# Start of Passage given
`mzbsuite` module

install it
main modules

Functions and docstrings

`mzb_classification_dataloader`

class mzbsuite.classification.mzb_classification_dataloader.Denormalize(mean, std)[source]: De-normalizes an image given its mean and standard deviation.

class mzbsuite.classification.mzb_classification_dataloader.MZBLoader(dir_dict, ls_inds=[], learning_set='all', transforms=None, glob_pattern='*_rgb.*')[source]

Class definition for the dataloader for the macrozoobenthos dataset.

Parameters:

dir_dict (dict) – dictionary containing the paths to the folders of the dataset
ls_inds (list) – indices of images to be used for the learning set, optional
learning_set (str) – type of learning set to be used, optional, default: ‘all’
transforms (torchvision.transforms) – list of transformations to apply to blobs. Optional, default: None
glob_pattern (str) – glob pattern to use for finding images. Optional, default: ‘_rgb.’

static prepare_data(dir_dict: dict, ls_inds: list = [], glob_pattern: str = '*_rgb.*') → tuple[source]

Prepare data for training and testing, returns image paths, labels and indices

Parameters:

dir_dict (dict) – dictionary with keys as class names and values as paths to images
ls_inds (list) – list of indices to be used for training or testing
glob_pattern (str) – glob pattern to use for finding images

Returns:

img_paths – list of paths to images

Return type:

list

`mzb_classification_pilmodel`

class mzbsuite.classification.mzb_classification_pilmodel.MZBModel(data_dir='data/learning_sets/', pretrained_network='resnet50', learning_rate=0.0001, batch_size=32, weight_decay=1e-08, num_workers_loader=4, step_size_decay=5, num_classes=8)[source]

pytorch lightning class definition and model setup

Parameters:

data_dir (str) – path to the directory containing the training and validation sets
pretrained_network (str) – name of the pretrained network to use
learning_rate (float) – learning rate for the optimizer
batch_size (int) – batch size for the training and validation dataloaders
weight_decay (float) – weight decay for the optimizer
num_workers_loader (int) – number of workers for the dataloaders
step_size_decay (int) – number of epochs after which the learning rate is decayed
num_classes (int) – number of classes to classify

configure_optimizers()[source]: optimiser config plus lr scheduler callback

external_dataloader(data_dir, glob_pattern='*_rgb.*')[source]: external data loader

forward(x)[source]: forward pass return unnormalised logits, normalise when needed

predict_step(batch, batch_idx, dataloader_idx: int | None = None)[source]

Step function called during predict(). By default, it calls forward(). Override to add any processing logic.
# End of Passage given
# Start of Excerpted records
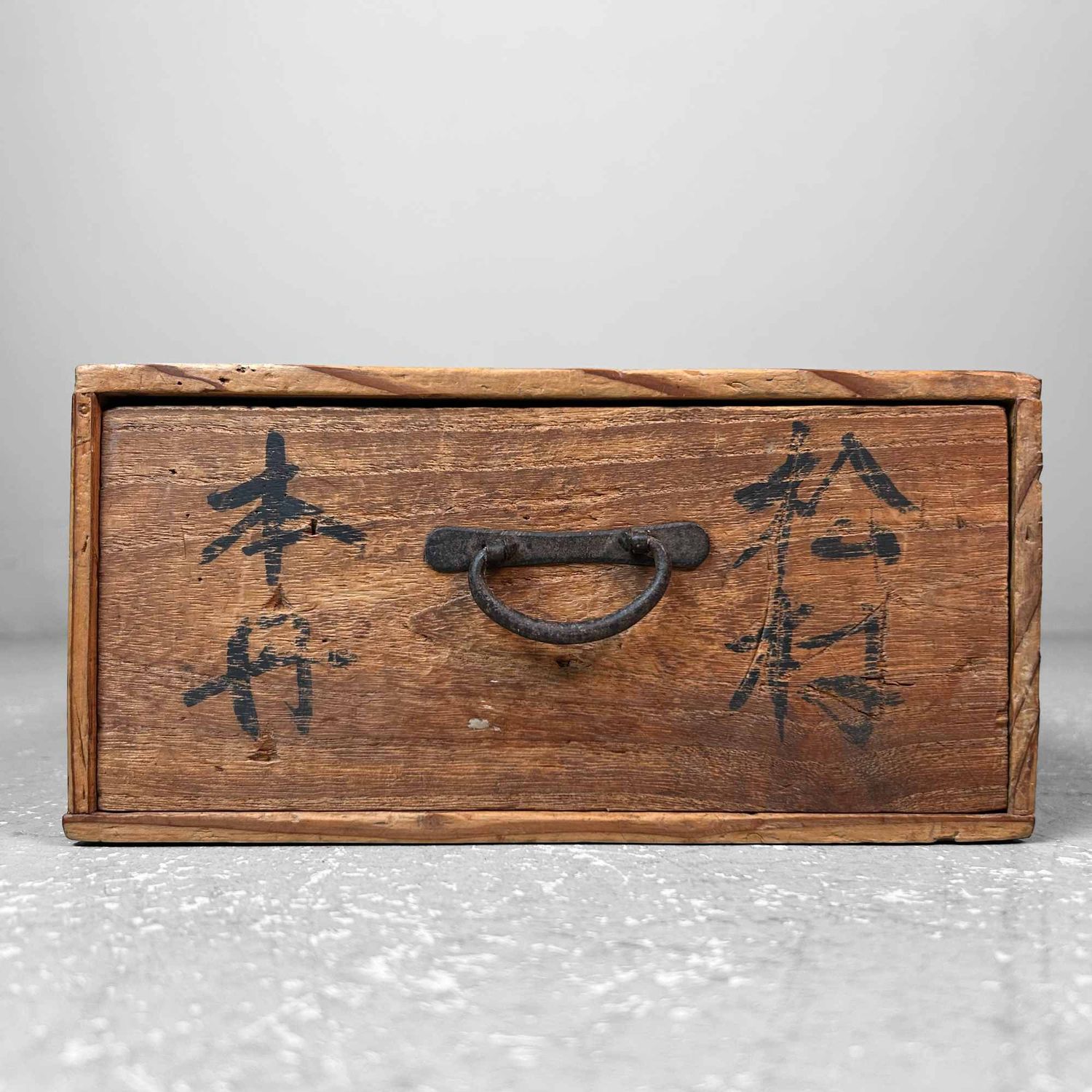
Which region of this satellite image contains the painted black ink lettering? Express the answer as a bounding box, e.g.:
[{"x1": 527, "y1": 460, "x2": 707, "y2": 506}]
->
[
  {"x1": 183, "y1": 614, "x2": 356, "y2": 740},
  {"x1": 201, "y1": 432, "x2": 366, "y2": 585},
  {"x1": 725, "y1": 422, "x2": 915, "y2": 746}
]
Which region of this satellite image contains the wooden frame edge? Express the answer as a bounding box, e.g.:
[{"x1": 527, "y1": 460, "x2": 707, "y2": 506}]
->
[
  {"x1": 68, "y1": 392, "x2": 103, "y2": 814},
  {"x1": 63, "y1": 365, "x2": 1043, "y2": 843},
  {"x1": 1009, "y1": 399, "x2": 1043, "y2": 817},
  {"x1": 65, "y1": 812, "x2": 1034, "y2": 844},
  {"x1": 76, "y1": 364, "x2": 1041, "y2": 402}
]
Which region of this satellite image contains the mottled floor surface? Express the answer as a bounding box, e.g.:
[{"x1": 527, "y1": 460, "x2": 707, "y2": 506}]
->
[{"x1": 0, "y1": 642, "x2": 1092, "y2": 1092}]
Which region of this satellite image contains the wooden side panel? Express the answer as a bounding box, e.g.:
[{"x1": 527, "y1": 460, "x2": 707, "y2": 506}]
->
[
  {"x1": 98, "y1": 405, "x2": 1009, "y2": 815},
  {"x1": 65, "y1": 812, "x2": 1032, "y2": 844},
  {"x1": 76, "y1": 364, "x2": 1040, "y2": 402},
  {"x1": 1009, "y1": 399, "x2": 1043, "y2": 816},
  {"x1": 68, "y1": 395, "x2": 102, "y2": 812}
]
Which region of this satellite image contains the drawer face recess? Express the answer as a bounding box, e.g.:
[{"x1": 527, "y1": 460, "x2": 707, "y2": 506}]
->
[{"x1": 98, "y1": 403, "x2": 1009, "y2": 812}]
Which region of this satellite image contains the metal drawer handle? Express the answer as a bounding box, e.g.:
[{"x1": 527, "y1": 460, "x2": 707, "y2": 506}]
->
[{"x1": 425, "y1": 523, "x2": 709, "y2": 644}]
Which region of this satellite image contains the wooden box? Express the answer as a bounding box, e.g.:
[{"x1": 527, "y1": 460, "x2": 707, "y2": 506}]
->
[{"x1": 65, "y1": 365, "x2": 1041, "y2": 842}]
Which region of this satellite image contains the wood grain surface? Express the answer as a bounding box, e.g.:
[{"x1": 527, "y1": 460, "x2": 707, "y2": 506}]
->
[
  {"x1": 65, "y1": 812, "x2": 1033, "y2": 844},
  {"x1": 1009, "y1": 399, "x2": 1043, "y2": 816},
  {"x1": 76, "y1": 364, "x2": 1041, "y2": 402},
  {"x1": 68, "y1": 393, "x2": 103, "y2": 812},
  {"x1": 98, "y1": 405, "x2": 1016, "y2": 812}
]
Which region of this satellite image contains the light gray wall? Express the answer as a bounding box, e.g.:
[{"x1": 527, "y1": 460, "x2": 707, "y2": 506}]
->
[{"x1": 0, "y1": 0, "x2": 1092, "y2": 633}]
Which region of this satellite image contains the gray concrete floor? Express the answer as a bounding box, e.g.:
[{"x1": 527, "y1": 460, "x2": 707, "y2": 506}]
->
[{"x1": 0, "y1": 641, "x2": 1092, "y2": 1092}]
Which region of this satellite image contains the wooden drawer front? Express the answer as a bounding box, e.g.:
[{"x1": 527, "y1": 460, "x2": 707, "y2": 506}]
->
[{"x1": 98, "y1": 403, "x2": 1009, "y2": 812}]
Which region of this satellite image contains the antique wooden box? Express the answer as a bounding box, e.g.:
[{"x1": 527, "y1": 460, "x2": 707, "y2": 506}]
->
[{"x1": 65, "y1": 365, "x2": 1041, "y2": 842}]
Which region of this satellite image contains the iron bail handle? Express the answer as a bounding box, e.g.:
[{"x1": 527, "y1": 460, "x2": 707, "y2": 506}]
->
[{"x1": 425, "y1": 523, "x2": 709, "y2": 644}]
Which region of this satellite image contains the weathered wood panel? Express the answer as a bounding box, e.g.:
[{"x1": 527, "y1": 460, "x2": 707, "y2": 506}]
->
[
  {"x1": 65, "y1": 812, "x2": 1032, "y2": 844},
  {"x1": 76, "y1": 364, "x2": 1040, "y2": 402},
  {"x1": 1009, "y1": 399, "x2": 1043, "y2": 816},
  {"x1": 98, "y1": 405, "x2": 1009, "y2": 812},
  {"x1": 68, "y1": 395, "x2": 102, "y2": 812}
]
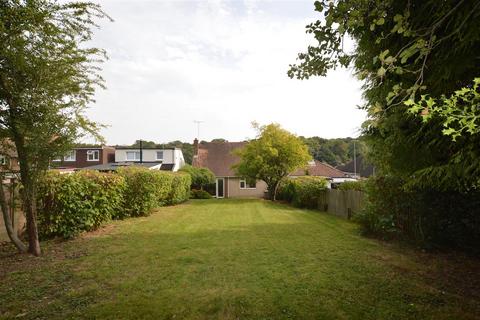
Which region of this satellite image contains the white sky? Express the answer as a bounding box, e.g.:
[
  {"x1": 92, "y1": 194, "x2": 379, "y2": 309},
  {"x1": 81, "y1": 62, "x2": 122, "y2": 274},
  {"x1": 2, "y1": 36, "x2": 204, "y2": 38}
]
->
[{"x1": 88, "y1": 0, "x2": 365, "y2": 144}]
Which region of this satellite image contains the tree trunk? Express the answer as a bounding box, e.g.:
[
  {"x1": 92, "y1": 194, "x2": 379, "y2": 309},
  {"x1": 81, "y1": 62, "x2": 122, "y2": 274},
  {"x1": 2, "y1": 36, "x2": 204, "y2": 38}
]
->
[
  {"x1": 0, "y1": 175, "x2": 27, "y2": 253},
  {"x1": 23, "y1": 185, "x2": 42, "y2": 257},
  {"x1": 15, "y1": 134, "x2": 42, "y2": 256}
]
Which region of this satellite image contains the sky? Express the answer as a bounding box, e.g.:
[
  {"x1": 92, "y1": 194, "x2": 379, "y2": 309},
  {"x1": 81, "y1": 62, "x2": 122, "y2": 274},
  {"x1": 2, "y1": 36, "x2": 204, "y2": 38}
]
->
[{"x1": 87, "y1": 0, "x2": 366, "y2": 144}]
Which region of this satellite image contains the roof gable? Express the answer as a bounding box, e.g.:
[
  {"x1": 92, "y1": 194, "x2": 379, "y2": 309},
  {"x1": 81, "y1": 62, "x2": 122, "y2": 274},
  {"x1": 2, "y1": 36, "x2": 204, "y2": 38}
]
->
[{"x1": 193, "y1": 142, "x2": 246, "y2": 177}]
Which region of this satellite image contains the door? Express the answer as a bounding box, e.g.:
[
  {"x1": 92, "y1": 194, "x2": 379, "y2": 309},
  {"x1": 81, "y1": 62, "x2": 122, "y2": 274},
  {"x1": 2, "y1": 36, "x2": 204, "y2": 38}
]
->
[{"x1": 216, "y1": 178, "x2": 225, "y2": 198}]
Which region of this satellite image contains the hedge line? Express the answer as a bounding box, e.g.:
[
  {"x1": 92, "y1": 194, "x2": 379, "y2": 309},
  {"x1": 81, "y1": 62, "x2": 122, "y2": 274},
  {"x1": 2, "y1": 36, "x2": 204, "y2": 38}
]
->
[
  {"x1": 37, "y1": 167, "x2": 191, "y2": 238},
  {"x1": 277, "y1": 176, "x2": 327, "y2": 209}
]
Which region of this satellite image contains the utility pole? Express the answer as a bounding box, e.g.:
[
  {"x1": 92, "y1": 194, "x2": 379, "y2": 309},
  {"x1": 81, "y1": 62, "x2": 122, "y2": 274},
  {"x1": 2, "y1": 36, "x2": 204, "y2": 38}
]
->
[
  {"x1": 193, "y1": 120, "x2": 205, "y2": 141},
  {"x1": 353, "y1": 140, "x2": 357, "y2": 179}
]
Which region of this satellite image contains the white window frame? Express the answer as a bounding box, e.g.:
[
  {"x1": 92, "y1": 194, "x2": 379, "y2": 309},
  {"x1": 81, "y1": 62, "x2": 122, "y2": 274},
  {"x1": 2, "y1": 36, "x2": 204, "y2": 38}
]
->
[
  {"x1": 63, "y1": 150, "x2": 77, "y2": 162},
  {"x1": 125, "y1": 151, "x2": 140, "y2": 161},
  {"x1": 240, "y1": 179, "x2": 257, "y2": 190},
  {"x1": 155, "y1": 150, "x2": 164, "y2": 161},
  {"x1": 87, "y1": 150, "x2": 100, "y2": 161}
]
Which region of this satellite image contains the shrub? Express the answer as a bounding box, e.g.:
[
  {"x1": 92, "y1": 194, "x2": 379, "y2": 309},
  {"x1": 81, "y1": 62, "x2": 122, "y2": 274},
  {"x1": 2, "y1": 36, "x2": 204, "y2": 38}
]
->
[
  {"x1": 338, "y1": 180, "x2": 365, "y2": 191},
  {"x1": 190, "y1": 189, "x2": 212, "y2": 199},
  {"x1": 277, "y1": 176, "x2": 327, "y2": 209},
  {"x1": 355, "y1": 176, "x2": 480, "y2": 251},
  {"x1": 292, "y1": 177, "x2": 327, "y2": 209},
  {"x1": 167, "y1": 172, "x2": 192, "y2": 204},
  {"x1": 37, "y1": 171, "x2": 126, "y2": 238},
  {"x1": 117, "y1": 167, "x2": 174, "y2": 218}
]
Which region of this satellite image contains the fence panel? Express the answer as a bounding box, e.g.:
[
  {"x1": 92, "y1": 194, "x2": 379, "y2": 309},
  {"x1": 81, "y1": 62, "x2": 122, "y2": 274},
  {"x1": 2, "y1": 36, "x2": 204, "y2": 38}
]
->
[{"x1": 318, "y1": 189, "x2": 365, "y2": 218}]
# End of Excerpted records
• [Tasks for this exercise]
A - In the mzbsuite documentation, what pretrained network does the MZBModel class use by default?
B - Continue the mzbsuite documentation past its final sentence.

• [Answers to the exercises]
A - resnet50

B -
The predict_step() is used to scale inference on multi-devices.

To prevent an OOM error, it is possible to use BasePredictionWriter callback to write the predictions to disk or database after each batch or on epoch end.

The BasePredictionWriter should be used while using a spawn based accelerator. This happens for Trainer(strategy="ddp_spawn") or training on 8 TPU cores with Trainer(accelerator="tpu", devices=8) as predictions won’t be returned.

Example

class MyModel(LightningModule):

    def predict_step(self, batch, batch_idx, dataloader_idx=0):
        return self(batch)

dm = ...
model = MyModel()
trainer = Trainer(accelerator="gpu", devices=2)
predictions = trainer.predict(model, dm)

Parameters:

batch – Current batch.
batch_idx – Index of current batch.
dataloader_idx – Index of the current dataloader.

Returns:

Predicted output

test_step(batch, batch_idx, print_log: str = 'tst')[source]: Test iteration, per batch. return validation function call

train_dataloader(shuffle=True)[source]: training data loader

training_step(batch, batch_idx)[source]: training iteration, per batch

val_dataloader()[source]: validation data loader

validation_step(batch, batch_idx, print_log: str = 'val')[source]: validation iteration, per batch

`mzb_skeletons_dataloader`

class mzbsuite.skeletons.mzb_skeletons_dataloader.MZBLoader_skels(im_folder, bo_folder, he_folder, ls_inds=[], learning_set='all', transforms=None)[source]

Class definition for the dataloader for the macrozoobenthos skeletons dataset.

Parameters:

im_folder (Path) – folder path of input images
bo_folder (Path) – folder path of body length skeleton masks
he_folder (Path) – folder path of head length skeleton masks
ls_inds (list) – indices of images to be used for the learning set, optional
learning_set (str) – type of learning set to be used, optional, default: ‘all’
transforms (torchvision.transforms) – optional, default: None

static prepare_data(im_folder, bo_folder=None, he_folder=None, ls_inds=[])[source]: Prepares the data for the dataloader, loads it and returns it as numpy arrays.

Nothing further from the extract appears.